What the task requires.
Give back every record that follows, exactly as written.

Materials provided.
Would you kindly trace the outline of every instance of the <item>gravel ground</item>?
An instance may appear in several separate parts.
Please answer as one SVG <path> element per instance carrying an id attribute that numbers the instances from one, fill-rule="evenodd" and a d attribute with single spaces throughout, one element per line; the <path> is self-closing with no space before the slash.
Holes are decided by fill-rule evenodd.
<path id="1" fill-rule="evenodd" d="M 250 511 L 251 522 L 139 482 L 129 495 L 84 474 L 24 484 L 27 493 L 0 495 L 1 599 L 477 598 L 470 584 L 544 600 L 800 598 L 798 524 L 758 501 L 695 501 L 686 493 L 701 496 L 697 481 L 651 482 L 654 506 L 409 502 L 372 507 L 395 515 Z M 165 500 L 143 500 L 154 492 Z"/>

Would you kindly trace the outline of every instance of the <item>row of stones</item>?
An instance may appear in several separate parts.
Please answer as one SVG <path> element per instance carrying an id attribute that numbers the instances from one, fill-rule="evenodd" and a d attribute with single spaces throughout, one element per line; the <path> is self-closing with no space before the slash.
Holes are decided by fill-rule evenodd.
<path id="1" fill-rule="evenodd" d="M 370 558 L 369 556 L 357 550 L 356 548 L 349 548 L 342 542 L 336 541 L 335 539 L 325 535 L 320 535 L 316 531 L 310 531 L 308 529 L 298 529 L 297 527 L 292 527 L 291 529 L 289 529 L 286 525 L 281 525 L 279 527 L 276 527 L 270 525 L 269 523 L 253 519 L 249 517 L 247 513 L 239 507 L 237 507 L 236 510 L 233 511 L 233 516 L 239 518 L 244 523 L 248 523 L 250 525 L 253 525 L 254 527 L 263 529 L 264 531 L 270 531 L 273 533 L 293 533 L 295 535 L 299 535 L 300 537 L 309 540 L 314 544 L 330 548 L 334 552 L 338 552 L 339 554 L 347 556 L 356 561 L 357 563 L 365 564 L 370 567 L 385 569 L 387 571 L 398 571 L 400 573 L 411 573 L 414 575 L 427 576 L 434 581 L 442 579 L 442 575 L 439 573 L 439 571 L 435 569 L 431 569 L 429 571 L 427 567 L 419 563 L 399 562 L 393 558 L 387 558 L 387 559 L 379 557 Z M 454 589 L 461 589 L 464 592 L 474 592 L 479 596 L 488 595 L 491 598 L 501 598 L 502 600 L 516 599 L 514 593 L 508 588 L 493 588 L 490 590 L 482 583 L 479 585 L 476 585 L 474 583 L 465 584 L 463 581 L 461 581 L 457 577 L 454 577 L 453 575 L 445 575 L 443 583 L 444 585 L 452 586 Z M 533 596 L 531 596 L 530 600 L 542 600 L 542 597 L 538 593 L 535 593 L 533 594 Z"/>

Written solution.
Would you kindly trace the outline of every instance of the <item>gravel ground</item>?
An instance may appear in several separate parts.
Please answer as one SVG <path> element per instance carrying an id attribute that numbers the instances from one, fill-rule="evenodd" and a d attribute with single spaces throughout, one element per line; the <path> is self-closing with no space before the slash.
Holes are decided by fill-rule evenodd.
<path id="1" fill-rule="evenodd" d="M 250 511 L 251 522 L 139 482 L 129 495 L 84 474 L 24 484 L 27 493 L 0 495 L 1 599 L 477 598 L 470 584 L 544 600 L 800 598 L 798 524 L 758 501 L 695 501 L 686 493 L 701 496 L 697 481 L 651 482 L 654 506 L 409 502 L 372 507 L 395 515 Z M 165 500 L 143 500 L 154 492 Z"/>

Would you kindly trace the outline of every instance of the <item>row of stones</item>?
An instance may appear in several separate parts.
Please answer as one SVG <path> element per instance carrying an id attribute that numbers the instances from one, fill-rule="evenodd" and a d attribute with single spaces throughout, one element per line; the <path> is self-closing with no space before the slash.
Holes are decided by fill-rule evenodd.
<path id="1" fill-rule="evenodd" d="M 370 558 L 369 556 L 357 550 L 356 548 L 349 548 L 342 542 L 336 541 L 335 539 L 325 535 L 320 535 L 316 531 L 310 531 L 308 529 L 298 529 L 297 527 L 292 527 L 291 529 L 289 529 L 286 525 L 281 525 L 279 527 L 276 527 L 270 525 L 269 523 L 253 519 L 249 517 L 247 513 L 239 507 L 237 507 L 236 510 L 233 511 L 233 516 L 239 518 L 244 523 L 248 523 L 250 525 L 253 525 L 254 527 L 263 529 L 264 531 L 270 531 L 273 533 L 293 533 L 295 535 L 299 535 L 300 537 L 309 540 L 314 544 L 330 548 L 334 552 L 338 552 L 339 554 L 347 556 L 356 561 L 357 563 L 365 564 L 370 567 L 385 569 L 387 571 L 398 571 L 400 573 L 411 573 L 414 575 L 427 576 L 434 581 L 442 579 L 442 575 L 439 573 L 439 571 L 435 569 L 431 569 L 429 571 L 427 567 L 419 563 L 399 562 L 393 558 L 387 558 L 387 559 L 379 557 Z M 454 589 L 461 589 L 464 592 L 474 592 L 479 596 L 488 595 L 491 598 L 501 598 L 502 600 L 516 599 L 514 593 L 508 588 L 493 588 L 490 590 L 482 583 L 479 585 L 476 585 L 474 583 L 465 584 L 463 581 L 461 581 L 457 577 L 454 577 L 453 575 L 445 575 L 443 583 L 444 585 L 452 586 Z M 533 596 L 531 596 L 530 600 L 542 600 L 542 597 L 538 593 L 535 593 L 533 594 Z"/>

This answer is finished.